**Directions for this task:**
Could you write out only the lines of the listing below, from the line with "If you could identify the green" to the line with "If you could identify the man's raised", with "green shrub" swapped for "leafy bush" and everything else unchanged?

╭──

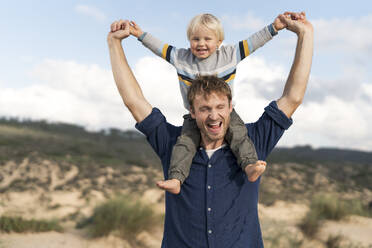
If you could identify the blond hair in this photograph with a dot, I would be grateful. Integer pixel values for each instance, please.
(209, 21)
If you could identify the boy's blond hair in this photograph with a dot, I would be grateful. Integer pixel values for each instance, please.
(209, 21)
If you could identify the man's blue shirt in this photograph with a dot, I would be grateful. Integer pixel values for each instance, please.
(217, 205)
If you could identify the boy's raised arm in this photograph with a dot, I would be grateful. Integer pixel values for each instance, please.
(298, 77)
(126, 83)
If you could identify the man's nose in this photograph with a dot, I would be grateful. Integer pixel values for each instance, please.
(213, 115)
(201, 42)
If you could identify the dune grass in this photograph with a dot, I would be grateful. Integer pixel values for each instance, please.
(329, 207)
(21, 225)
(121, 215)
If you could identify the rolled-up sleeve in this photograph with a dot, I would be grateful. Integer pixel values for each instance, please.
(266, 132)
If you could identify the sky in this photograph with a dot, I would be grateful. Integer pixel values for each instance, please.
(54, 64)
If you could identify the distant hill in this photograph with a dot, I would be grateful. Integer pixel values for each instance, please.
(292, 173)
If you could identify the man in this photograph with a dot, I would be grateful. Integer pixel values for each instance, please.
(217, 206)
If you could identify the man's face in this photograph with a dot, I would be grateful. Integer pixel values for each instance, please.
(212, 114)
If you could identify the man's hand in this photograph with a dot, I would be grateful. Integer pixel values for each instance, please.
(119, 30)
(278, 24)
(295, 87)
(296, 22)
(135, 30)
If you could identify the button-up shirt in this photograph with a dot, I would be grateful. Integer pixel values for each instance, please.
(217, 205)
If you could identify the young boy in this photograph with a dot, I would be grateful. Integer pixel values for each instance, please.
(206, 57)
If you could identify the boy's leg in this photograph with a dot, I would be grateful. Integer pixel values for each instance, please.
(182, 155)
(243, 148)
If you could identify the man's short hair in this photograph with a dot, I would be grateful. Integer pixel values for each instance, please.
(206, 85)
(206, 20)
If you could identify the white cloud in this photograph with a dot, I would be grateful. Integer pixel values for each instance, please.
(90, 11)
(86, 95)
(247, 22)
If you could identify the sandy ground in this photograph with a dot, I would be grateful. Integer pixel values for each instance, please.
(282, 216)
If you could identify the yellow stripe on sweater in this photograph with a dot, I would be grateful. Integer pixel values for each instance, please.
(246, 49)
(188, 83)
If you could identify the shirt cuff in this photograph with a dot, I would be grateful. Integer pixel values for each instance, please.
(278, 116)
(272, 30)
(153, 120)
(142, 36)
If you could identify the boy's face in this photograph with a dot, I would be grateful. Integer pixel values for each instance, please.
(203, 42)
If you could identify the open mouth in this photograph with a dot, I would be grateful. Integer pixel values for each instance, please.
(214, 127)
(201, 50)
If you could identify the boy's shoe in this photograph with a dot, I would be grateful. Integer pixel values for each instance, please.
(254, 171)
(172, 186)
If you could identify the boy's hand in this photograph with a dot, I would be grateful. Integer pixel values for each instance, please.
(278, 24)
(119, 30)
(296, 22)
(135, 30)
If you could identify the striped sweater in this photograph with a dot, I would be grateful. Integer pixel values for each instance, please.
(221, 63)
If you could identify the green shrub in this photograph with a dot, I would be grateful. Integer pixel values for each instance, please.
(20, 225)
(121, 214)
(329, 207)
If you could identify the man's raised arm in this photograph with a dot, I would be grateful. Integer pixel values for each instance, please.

╰──
╭──

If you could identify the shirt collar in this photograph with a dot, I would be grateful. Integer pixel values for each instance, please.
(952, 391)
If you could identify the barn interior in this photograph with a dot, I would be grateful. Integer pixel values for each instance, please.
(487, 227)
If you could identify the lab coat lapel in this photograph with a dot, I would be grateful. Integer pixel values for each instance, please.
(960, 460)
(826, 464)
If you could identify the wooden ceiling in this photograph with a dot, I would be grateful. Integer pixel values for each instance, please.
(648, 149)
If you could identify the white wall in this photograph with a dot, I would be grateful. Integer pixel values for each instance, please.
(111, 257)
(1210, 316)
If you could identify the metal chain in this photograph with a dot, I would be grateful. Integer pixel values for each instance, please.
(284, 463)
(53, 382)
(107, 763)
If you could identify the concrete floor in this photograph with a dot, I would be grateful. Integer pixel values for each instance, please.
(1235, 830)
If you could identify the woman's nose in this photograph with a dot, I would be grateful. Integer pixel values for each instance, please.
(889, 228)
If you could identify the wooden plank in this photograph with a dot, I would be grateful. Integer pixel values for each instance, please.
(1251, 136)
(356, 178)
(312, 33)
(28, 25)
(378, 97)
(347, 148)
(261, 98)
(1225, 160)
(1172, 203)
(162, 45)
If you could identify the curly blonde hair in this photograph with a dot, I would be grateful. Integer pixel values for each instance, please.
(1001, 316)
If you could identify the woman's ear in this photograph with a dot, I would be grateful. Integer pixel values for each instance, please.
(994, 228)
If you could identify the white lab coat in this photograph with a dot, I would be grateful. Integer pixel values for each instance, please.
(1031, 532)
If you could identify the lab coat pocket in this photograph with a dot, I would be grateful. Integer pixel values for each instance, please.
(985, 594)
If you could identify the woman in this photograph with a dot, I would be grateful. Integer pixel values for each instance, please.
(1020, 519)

╰──
╭──

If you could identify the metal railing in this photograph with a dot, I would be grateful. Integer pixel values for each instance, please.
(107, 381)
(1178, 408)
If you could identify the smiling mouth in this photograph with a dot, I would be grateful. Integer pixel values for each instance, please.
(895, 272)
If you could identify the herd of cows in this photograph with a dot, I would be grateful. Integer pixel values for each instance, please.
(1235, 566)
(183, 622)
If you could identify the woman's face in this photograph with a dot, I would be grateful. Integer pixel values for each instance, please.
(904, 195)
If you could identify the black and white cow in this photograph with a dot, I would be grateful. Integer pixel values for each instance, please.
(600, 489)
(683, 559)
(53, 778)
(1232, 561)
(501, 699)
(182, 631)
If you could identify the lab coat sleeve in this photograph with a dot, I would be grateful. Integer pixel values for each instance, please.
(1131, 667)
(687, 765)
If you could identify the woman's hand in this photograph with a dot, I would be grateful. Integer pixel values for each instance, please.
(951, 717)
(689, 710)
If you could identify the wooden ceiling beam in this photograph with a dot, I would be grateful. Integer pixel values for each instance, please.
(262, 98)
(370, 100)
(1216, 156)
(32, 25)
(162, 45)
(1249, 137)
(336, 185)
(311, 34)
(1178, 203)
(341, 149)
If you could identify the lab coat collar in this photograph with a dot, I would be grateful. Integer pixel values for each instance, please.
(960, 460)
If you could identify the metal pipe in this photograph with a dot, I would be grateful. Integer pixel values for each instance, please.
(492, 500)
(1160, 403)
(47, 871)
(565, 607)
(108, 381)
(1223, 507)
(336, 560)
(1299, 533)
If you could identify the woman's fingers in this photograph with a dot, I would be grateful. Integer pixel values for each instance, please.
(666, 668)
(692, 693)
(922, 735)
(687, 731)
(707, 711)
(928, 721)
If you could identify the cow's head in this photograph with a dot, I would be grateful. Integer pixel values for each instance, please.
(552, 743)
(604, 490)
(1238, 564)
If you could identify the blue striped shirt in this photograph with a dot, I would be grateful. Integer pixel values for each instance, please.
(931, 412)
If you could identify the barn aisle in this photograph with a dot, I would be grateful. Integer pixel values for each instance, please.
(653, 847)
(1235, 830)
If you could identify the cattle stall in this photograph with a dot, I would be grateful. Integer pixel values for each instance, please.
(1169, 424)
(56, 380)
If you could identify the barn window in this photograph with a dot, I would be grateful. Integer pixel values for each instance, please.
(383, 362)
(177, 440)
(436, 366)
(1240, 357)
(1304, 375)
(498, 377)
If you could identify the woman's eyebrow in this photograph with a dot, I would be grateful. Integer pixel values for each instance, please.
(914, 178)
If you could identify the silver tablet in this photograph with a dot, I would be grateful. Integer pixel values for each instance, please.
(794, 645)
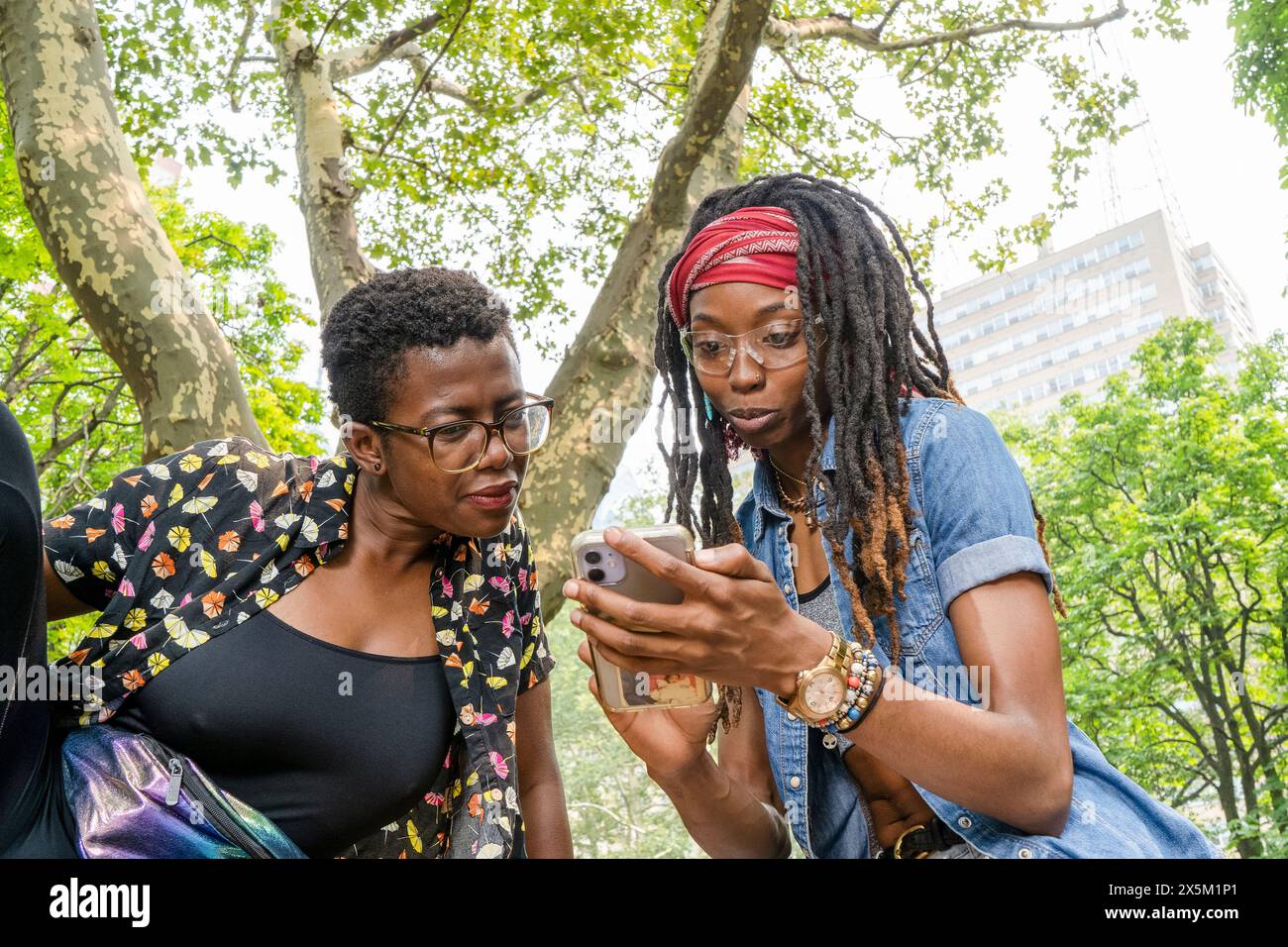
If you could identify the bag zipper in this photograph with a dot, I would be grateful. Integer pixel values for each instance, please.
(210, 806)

╰──

**Complete output:**
If you could identify the leafy bush in this photograph with a dot, I would be grateful. Integer pixel values for each instance, please.
(20, 225)
(121, 214)
(329, 207)
If you could identify the man's raised arm in this photograph with a dot, I would be grateful. Integer pixel values for each instance, please.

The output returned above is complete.